#### [Esercizi da svolgere]
[A] Sostituisci "Turista per sempre" con "Viaggiatore per sempre" e riscrivi la parte del testo sul Gratta e Vinci che comincia con le parole contenenti "L’ultimo modello sfornato" e si chiude con "del biglietto vincente.".
[B] Riprendi il testo sul Gratta e Vinci e prosegui il racconto dopo la sua ultima frase.

#### [Testo di partenza]
··········

Nei Bar, le vetrinette portaliquori, alle spalle del barista, sono oscurate da tendine che vengono giù come cascate sgargianti: sono i biglietti del Gratta e Vinci.
Ce n’è per tutti i gusti, anzi per tutte le tasche. Si va da 1 euro ai 30 euro. Più sale il prezzo e più le vincite (sempre eventuali) si fanno allettanti.
L’ultimo modello sfornato dalla premiata ditta dei Monopoli dello Stato, ha un nome da sogno: Turista per sempre. E va ad aggiungersi agli altri biglietti con altrettanti nomi da favola: miliardario, portafortuna, il tesoro del faraone, magico natale… Tutti nomi che inducono a sfidare la sorte, confidando, con una sola grattata, di risolvere tutte le preoccupazioni del fine mese e dei relativi grattacapi.
Ormai al bar ci si va più per rifornirsi di grattini che per i soliti caffè o ammazza caffè che siano.
Nessuno però vuol passare per giocatore incallito. E tutti s’ingegnano di far passare il momento dell’acquisto del grattino come se si trattasse di un gesto estemporaneo e puramente fortuito. Ma puntualmente, dopo la marca da bollo, l’accendino o il caffè, arriva la richiesta del biglietto vincente.

··········

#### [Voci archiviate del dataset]
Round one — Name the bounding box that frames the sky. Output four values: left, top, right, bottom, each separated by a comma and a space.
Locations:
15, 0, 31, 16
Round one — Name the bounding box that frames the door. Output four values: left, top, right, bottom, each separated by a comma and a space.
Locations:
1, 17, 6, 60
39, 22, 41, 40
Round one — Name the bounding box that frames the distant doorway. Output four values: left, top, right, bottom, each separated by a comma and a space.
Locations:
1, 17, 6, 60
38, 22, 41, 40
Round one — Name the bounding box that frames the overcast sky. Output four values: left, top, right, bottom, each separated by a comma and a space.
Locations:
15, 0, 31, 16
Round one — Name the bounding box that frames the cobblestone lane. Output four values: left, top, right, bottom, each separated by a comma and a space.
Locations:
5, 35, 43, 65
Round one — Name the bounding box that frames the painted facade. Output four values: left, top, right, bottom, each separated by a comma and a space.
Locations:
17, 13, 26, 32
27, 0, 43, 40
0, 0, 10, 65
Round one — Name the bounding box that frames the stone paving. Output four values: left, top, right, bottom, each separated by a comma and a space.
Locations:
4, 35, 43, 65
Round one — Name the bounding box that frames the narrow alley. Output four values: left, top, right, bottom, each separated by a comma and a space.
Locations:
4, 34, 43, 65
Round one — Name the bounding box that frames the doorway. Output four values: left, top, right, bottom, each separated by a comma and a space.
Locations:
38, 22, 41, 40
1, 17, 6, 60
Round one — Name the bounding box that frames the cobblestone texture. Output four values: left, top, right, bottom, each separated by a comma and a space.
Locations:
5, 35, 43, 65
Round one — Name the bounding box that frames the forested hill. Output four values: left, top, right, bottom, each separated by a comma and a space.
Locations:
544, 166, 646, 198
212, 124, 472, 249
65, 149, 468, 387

··········

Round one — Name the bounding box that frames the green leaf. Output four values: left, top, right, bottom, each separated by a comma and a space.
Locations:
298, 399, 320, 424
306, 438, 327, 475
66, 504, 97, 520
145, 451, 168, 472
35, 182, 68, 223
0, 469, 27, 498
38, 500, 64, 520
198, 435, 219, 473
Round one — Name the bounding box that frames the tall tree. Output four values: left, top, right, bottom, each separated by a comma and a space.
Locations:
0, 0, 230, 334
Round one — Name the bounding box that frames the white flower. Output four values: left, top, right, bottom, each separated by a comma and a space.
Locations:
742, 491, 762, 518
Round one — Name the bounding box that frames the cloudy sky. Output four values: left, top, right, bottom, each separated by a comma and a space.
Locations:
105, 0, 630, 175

··········

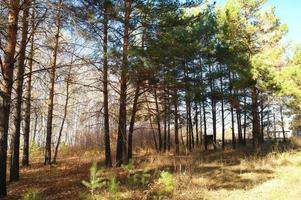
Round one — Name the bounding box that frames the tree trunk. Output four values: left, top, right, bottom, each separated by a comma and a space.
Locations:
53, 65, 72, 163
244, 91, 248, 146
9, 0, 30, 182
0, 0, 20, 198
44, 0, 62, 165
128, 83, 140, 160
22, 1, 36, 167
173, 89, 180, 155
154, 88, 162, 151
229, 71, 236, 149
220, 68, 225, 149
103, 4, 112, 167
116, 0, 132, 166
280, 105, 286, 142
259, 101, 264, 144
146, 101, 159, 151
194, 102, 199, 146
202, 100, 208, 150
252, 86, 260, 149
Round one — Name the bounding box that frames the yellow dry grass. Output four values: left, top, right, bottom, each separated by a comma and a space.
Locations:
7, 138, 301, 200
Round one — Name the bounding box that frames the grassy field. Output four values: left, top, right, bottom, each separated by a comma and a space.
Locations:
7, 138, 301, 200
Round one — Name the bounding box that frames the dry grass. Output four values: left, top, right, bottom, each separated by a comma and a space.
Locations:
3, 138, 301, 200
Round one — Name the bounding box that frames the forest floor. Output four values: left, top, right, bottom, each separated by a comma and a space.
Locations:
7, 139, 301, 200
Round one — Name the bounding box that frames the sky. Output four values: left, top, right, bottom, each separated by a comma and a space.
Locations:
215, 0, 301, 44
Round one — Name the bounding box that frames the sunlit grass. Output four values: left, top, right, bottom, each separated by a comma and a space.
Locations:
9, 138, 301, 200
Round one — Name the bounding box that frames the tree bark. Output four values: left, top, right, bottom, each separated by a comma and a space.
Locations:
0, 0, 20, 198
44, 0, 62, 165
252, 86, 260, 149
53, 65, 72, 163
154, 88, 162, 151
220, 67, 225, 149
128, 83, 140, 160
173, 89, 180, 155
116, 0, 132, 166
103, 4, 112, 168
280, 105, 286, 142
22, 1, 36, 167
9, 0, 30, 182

··········

#### [Soluzioni]
[A]
L’ultimo modello sfornato dalla premiata ditta dei Monopoli dello Stato, ha un nome da sogno: Viaggiatore per sempre. E va ad aggiungersi agli altri biglietti con altrettanti nomi da favola: miliardario, portafortuna, il tesoro del faraone, magico natale… Tutti nomi che inducono a sfidare la sorte, confidando, con una sola grattata, di risolvere tutte le preoccupazioni del fine mese e dei relativi grattacapi.
Ormai al bar ci si va più per rifornirsi di grattini che per i soliti caffè o ammazza caffè che siano.
Nessuno però vuol passare per giocatore incallito. E tutti s’ingegnano di far passare il momento dell’acquisto del grattino come se si trattasse di un gesto estemporaneo e puramente fortuito. Ma puntualmente, dopo la marca da bollo, l’accendino o il caffè, arriva la richiesta del biglietto vincente.

[B]
Le signore più manierate di solito non consumano in loco. Infilano il biglietto nella borsetta e rimandano l’appuntamento con la fortuna a luoghi meno promiscui.
Ma a grattare ovviamente non sono solo le signore. È una vera pandemia che non sta risparmiando nessuna categoria: dal manovale al professionista, maschi e femmine, giovani (e persino bambini) e anziani, oriundi ed immigrati. Tutti, indistintamente, grattano.
Anch’io, nel mio piccolo, l’ultima volta che sono entrato in un bar ho avvertito un insistente prurito, e ho dovuto per forza di cose grattare. Non ho vinto ma non ritenterò, e sarò senz’altro più fortunato.